(Coordinate annotation entries)
□ □ □ □

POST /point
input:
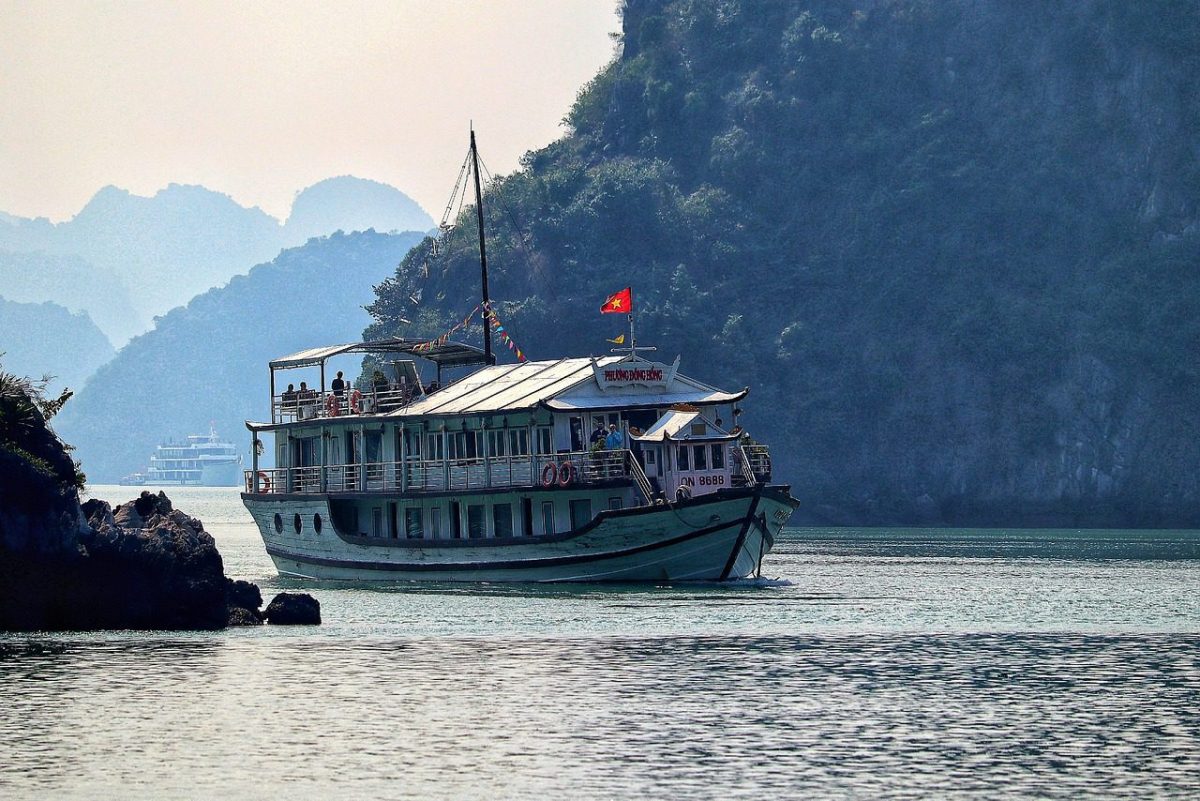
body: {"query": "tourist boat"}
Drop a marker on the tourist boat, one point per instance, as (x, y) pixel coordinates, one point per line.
(491, 476)
(201, 461)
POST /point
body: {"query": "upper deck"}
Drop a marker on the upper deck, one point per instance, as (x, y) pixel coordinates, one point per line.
(565, 385)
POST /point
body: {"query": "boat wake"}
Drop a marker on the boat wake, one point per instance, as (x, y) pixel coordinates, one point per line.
(757, 582)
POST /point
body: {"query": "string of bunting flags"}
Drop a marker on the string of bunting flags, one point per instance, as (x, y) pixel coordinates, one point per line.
(503, 335)
(492, 318)
(445, 337)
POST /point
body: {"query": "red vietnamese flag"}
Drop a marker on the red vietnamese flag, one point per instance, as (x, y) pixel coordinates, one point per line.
(619, 303)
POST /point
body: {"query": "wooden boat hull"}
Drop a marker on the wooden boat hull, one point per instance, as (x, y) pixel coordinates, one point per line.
(718, 536)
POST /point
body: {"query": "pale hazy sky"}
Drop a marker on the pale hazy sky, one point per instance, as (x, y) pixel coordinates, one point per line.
(262, 98)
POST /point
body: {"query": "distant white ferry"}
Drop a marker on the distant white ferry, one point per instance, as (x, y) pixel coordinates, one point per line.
(202, 461)
(495, 475)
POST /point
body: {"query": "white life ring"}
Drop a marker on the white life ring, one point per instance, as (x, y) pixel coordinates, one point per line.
(565, 474)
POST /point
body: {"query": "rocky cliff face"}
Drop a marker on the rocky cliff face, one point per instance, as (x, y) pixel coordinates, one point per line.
(65, 566)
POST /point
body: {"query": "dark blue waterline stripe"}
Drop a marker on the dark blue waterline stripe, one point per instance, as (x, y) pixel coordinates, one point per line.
(513, 564)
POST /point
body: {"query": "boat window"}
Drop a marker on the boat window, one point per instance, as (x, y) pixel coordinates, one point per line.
(502, 519)
(466, 445)
(581, 512)
(373, 447)
(475, 522)
(412, 444)
(544, 438)
(436, 450)
(413, 523)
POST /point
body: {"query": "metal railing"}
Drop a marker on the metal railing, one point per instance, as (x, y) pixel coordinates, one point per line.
(534, 470)
(755, 463)
(311, 404)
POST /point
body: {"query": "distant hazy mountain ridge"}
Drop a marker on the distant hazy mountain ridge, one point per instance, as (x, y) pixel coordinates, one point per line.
(208, 361)
(47, 339)
(184, 240)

□ □ □ □

**Exercise goal**
Set the data above down again exactly as given, with no pictures.

**Solution for this exercise**
POST /point
input:
body: {"query": "tourist boat"}
Drop a marker on the tourist boat, one point per instance, as (x, y) pixel coordinates, one point per line.
(491, 476)
(201, 461)
POST /point
body: {"query": "upper deck"}
Drop a marker on the upper deck, one point per instance, as (x, y) pixel coordinates, one point per line.
(565, 385)
POST /point
body: {"query": "boat wake"}
Drop a marker on the boat wake, one point per instance, as (x, y) pixel coordinates, one point per line.
(757, 582)
POST /point
body: {"query": "string of bunting flags"}
Drop a marker on the string of bunting flags, one point per instance, as (x, y) pixel coordinates, one point per line.
(503, 335)
(492, 318)
(445, 337)
POST /point
body: {"query": "red vietnamese flag"}
Drop a marker on the red vietnamese flag, one point per instance, as (x, y) pixel coordinates, one point per line.
(619, 303)
POST /point
body: {"query": "wooden boat hull"}
Drop a marker on the wooden boat hull, one point per instance, as (x, y) pixel coordinates, one point per line.
(718, 536)
POST /point
body: {"query": "pale hazy sky"}
Drop a marker on the pale hazy sky, one point per instance, as (x, y) pixel coordinates, one point per line.
(262, 98)
POST /point
body: {"query": "distant white ferry"}
Drop a marker on the distant white ferry, one point per instance, as (x, y) pixel coordinates, one point per line.
(202, 461)
(495, 475)
POST /point
body: {"query": "white life ring"}
Drop a marker on the white life ring, one point per instance, as (x, y) pixel coordinates, one point per line.
(565, 474)
POST /point
body: {"query": "rocky cliff face"}
Drop a marker on the rocky cliff face, one point per instance, as (x, y) pixel coordinates, one point per line.
(65, 566)
POST /point
body: {"query": "dark blue waterline stripe"}
Drop a marker on the dark blue waterline stripe, one point per instance, as (x, y) pixel coordinates, one point per line.
(513, 564)
POST /point
body: {"query": "boat window"}
Drop a marker on the boat window, one point per instance, as (x, y) pixel coordinates, one point per line.
(502, 519)
(466, 445)
(581, 512)
(373, 447)
(475, 522)
(412, 444)
(544, 438)
(436, 450)
(413, 523)
POST /point
body: {"query": "metal railing"}
Drop a marker on the metal railing, one point per instance, as (x, y) pixel coordinates, one point per line.
(534, 470)
(755, 463)
(311, 404)
POST /point
body: {"query": "distant hazy mountain ridge"}
Drop a marker on the distant hazy mountain ridge, one point per instance, as (x, y) pixel coordinates, one point per line.
(208, 361)
(47, 339)
(184, 240)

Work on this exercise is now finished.